Dataset:
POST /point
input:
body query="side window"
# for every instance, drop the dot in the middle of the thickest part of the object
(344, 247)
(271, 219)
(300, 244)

Short problem:
Copy the data above without any changes.

Answer for the task:
POST /point
input:
body query="side window"
# for every instance, drop the dot in the middle of the thickest part of the object
(344, 247)
(271, 219)
(300, 244)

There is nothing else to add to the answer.